# Given instruction
Locate each line in the records that contains the string "blue", and copy those lines. Case counts.

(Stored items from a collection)

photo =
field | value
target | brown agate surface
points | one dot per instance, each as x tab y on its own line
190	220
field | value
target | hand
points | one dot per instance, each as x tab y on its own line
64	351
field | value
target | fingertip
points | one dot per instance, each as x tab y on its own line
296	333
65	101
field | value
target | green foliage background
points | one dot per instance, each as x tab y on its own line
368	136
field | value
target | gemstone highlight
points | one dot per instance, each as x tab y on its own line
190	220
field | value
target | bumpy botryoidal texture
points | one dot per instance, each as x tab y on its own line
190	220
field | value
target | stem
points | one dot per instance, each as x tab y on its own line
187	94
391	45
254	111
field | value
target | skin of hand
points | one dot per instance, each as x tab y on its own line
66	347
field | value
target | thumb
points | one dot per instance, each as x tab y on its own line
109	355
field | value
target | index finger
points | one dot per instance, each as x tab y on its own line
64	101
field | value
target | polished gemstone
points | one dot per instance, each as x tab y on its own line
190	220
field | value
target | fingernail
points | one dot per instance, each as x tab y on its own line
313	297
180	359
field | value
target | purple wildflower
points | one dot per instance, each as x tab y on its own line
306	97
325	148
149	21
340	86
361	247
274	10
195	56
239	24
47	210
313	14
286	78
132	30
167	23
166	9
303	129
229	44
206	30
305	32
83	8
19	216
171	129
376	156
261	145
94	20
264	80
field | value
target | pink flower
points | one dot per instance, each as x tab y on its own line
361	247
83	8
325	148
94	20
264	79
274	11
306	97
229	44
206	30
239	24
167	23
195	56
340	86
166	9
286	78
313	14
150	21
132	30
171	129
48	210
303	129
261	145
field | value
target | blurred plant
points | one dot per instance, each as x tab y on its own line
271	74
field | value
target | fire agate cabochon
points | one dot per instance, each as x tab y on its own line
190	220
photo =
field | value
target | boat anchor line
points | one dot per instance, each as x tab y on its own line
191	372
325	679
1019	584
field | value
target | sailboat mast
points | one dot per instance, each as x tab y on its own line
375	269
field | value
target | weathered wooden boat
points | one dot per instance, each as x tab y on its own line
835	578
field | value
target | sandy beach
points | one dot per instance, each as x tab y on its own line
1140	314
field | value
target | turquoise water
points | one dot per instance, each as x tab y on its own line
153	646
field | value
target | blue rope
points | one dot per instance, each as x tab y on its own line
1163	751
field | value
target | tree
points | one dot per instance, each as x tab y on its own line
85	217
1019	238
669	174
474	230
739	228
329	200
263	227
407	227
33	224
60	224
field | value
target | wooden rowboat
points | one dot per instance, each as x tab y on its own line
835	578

---

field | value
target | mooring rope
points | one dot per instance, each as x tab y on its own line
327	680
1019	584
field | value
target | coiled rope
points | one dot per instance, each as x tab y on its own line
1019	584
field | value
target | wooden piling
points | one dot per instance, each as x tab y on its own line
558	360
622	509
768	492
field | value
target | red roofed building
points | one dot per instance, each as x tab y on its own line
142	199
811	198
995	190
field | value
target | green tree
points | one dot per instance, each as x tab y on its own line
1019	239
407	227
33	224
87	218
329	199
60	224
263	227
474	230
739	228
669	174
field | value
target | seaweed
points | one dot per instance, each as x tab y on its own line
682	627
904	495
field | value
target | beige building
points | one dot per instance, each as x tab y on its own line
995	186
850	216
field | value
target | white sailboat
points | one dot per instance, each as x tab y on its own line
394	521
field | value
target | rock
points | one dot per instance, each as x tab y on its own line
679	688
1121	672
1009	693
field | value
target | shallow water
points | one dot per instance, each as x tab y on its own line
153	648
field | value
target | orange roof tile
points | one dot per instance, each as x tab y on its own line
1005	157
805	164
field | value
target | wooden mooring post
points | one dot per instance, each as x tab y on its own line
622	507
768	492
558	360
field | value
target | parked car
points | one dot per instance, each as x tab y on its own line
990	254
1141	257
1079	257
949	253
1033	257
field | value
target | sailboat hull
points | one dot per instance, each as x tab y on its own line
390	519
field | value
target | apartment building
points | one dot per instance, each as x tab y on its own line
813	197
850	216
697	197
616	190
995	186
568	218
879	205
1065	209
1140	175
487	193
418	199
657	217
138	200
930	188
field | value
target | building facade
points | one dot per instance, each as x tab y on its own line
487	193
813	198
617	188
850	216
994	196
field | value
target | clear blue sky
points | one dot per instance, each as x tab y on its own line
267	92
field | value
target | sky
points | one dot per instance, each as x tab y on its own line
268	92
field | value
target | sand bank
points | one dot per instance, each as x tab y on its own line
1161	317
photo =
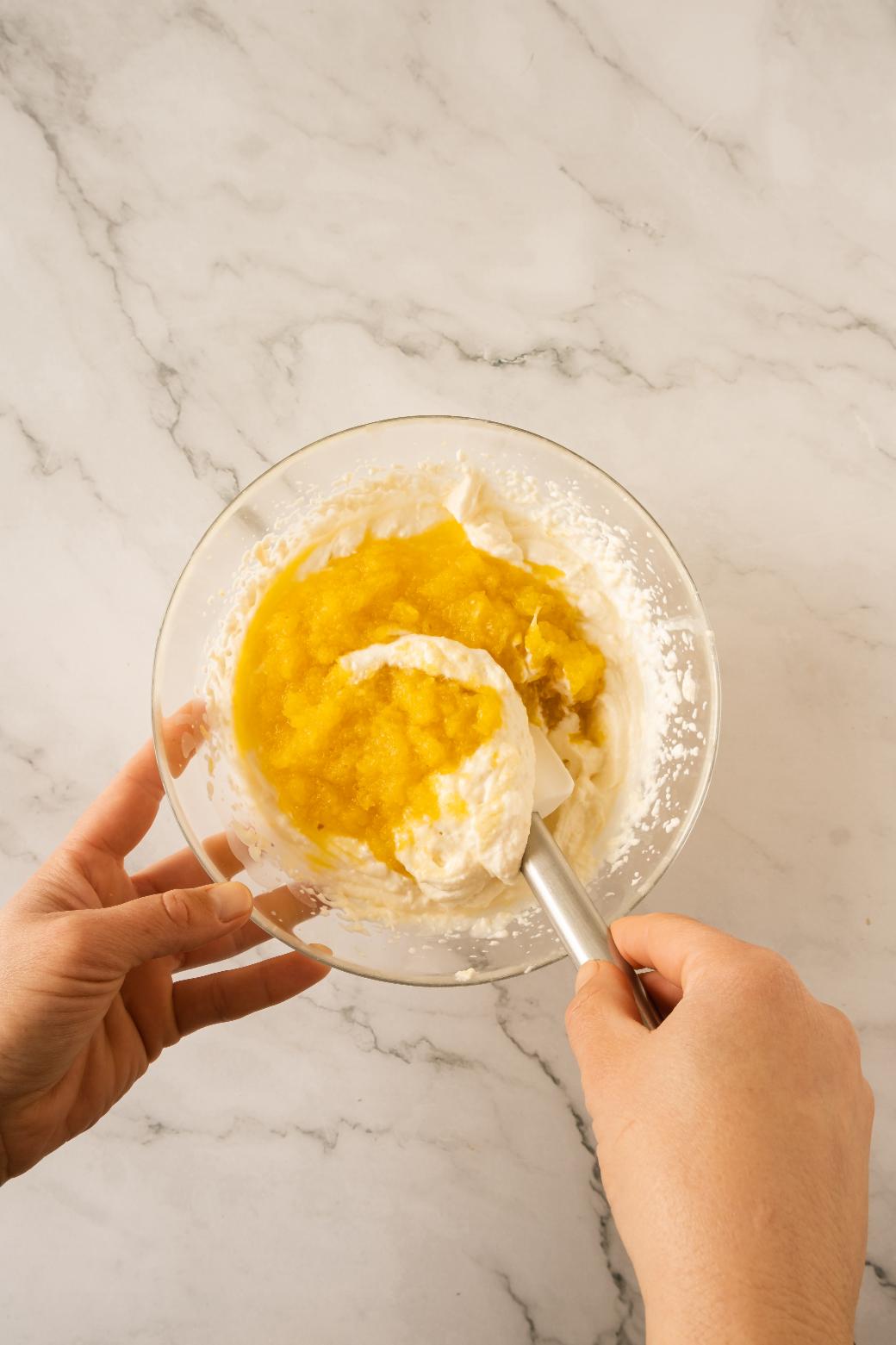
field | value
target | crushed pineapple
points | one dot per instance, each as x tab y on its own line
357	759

# Finished task
target | blue rope
target | clear blue sky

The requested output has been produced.